**Text for analysis**
□ □ □ □

How NYC tenements once hid secret sweatshops
Immigrant families worked punishing hours in dilapidated apartments just to survive
By 1900, the majority of New Yorkers — some 2.3 million people — lived in tenement apartments. The tenements were single-family buildings that had been cheaply converted to tiny multi-family units, intended to house the maximum number of people possible — mostly immigrants from Italy and Eastern Europe, who were flooding into the country at that time. However, the cramped quarters weren’t just for eating and sleeping: they were also a place to work, especially for women and children.
This invisible work may have gone forgotten if not for the photographs of Lewis Hine. Hine’s first photography job was with the National Child Labor Committee (NCLC), where one of his early assignments was to document tenement homeworkers. Through this work he found a shadow economy hidden behind closed doors, violating the sanctuary of the home.
Desperate to supplement meager incomes, women picked up piecework, such as finishing garments or preparing knickknacks for store shelves. Hine’s photographs show women and children, hunched in dim rooms in cramped apartments, sewing buttons onto pants, shelling nuts, or building artificial flowers. It didn’t matter how old, how young, or how sick you were — the money was paid by the piece or measurement, so everyone in the family pitched in to churn out as much work as possible.
The NCLC used Hine’s work to advocate for labor laws. His series on child labor helped build support for more regulation. Cities were also trying to combat outbreaks of infectious disease in their most crowded, poorest districts. The state of New York introduced licensed tenements, which allowed a landlord to apply for a permit and, once a building passed a health inspection, all units inside could legally be personal sweatshops. By 1911, some 13,000 addresses had been registered.

□ □ □ □

**Dataset excerpts**
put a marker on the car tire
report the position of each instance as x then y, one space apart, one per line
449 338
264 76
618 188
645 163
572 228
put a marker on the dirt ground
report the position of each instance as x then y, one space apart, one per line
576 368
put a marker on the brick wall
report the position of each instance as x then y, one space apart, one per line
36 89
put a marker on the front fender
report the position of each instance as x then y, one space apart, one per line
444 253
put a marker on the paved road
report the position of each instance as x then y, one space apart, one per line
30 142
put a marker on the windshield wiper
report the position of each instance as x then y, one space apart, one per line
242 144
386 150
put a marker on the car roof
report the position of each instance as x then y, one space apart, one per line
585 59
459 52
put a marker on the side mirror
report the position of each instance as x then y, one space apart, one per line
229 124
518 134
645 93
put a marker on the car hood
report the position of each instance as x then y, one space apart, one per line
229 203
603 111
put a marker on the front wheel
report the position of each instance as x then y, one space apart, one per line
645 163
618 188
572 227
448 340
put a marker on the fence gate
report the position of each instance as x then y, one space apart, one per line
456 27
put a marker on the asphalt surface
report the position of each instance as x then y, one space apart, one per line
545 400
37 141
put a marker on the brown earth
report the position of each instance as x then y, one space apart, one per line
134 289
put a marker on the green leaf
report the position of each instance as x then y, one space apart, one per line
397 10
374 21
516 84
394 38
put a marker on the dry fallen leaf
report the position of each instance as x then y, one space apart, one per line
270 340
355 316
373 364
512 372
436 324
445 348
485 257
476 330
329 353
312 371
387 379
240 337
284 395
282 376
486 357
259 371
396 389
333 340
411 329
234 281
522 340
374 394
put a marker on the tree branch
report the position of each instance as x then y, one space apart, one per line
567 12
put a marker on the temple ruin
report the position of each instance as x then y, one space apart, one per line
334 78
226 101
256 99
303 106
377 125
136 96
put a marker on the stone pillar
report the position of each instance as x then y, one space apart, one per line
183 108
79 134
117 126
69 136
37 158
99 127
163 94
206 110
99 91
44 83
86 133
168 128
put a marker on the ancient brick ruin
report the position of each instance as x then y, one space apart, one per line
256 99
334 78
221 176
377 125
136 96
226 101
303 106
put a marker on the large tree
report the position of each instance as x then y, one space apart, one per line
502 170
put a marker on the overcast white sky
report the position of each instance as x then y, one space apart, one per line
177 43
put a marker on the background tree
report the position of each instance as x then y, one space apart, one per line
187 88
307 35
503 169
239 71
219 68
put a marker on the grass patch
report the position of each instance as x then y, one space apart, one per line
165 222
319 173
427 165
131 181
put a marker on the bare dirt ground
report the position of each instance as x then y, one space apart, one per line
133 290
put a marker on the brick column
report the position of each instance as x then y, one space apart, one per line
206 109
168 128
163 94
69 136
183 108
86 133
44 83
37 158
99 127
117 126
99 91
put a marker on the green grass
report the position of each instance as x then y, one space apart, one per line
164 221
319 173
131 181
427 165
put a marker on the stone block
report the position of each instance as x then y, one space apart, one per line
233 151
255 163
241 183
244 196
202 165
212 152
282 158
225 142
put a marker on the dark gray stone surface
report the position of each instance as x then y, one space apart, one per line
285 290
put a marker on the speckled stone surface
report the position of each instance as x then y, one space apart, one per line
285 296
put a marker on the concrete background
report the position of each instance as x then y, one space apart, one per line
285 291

□ □ □ □

**Required tasks**
1. Edit the text on New York tenement sweatshops by giving it again starting with "How NYC tenements" and going on through "women and children.", with "Eastern Europe" changed to "Central Europe".
2. Continue the text on New York tenement sweatshops from the point where it stops.

**Responses**
1.
How NYC tenements once hid secret sweatshops
Immigrant families worked punishing hours in dilapidated apartments just to survive
By 1900, the majority of New Yorkers — some 2.3 million people — lived in tenement apartments. The tenements were single-family buildings that had been cheaply converted to tiny multi-family units, intended to house the maximum number of people possible — mostly immigrants from Italy and Central Europe, who were flooding into the country at that time. However, the cramped quarters weren’t just for eating and sleeping: they were also a place to work, especially for women and children.

2.
Every licensed tenement was subject to two annual health inspections, and manufacturers were required to keep records of where their finishing work was being done, but the understaffed Bureau of Factory Inspection faced an impossible task and often fell behind on these inspections. To make matters worse, the law governed only specific products — including vests, suspenders, purses, and cigarettes — and services such as packing boxes of macaroni, candy, and nuts. Anyone living anywhere could legally take on work making baby bonnets and lace, knitting mittens, or beading necklaces. Inspectors also had little legal authority beyond revoking a permit because of a building’s poor sanitation, or reporting a family for truancy if kids were home during school hours.
The residents of the tenements, licensed or not, were suspicious of social workers and government inspectors who came calling, and entire buildings would sound an alarm to give homeworkers time to hide any contraband. The sad reality was that the thousands of Italian, Jewish, and German immigrants who dominated the official 1911 licensed tenement rolls needed to toil for long hours and little pay just to keep a roof over their head and a meal in their belly. They understood that the factory bosses were taking advantage of their desperate situation, but they couldn’t do anything about it.
Lewis Hine later wrote, “Tenement homework seems to me one of the most iniquitous phases of child-slavery that we have.”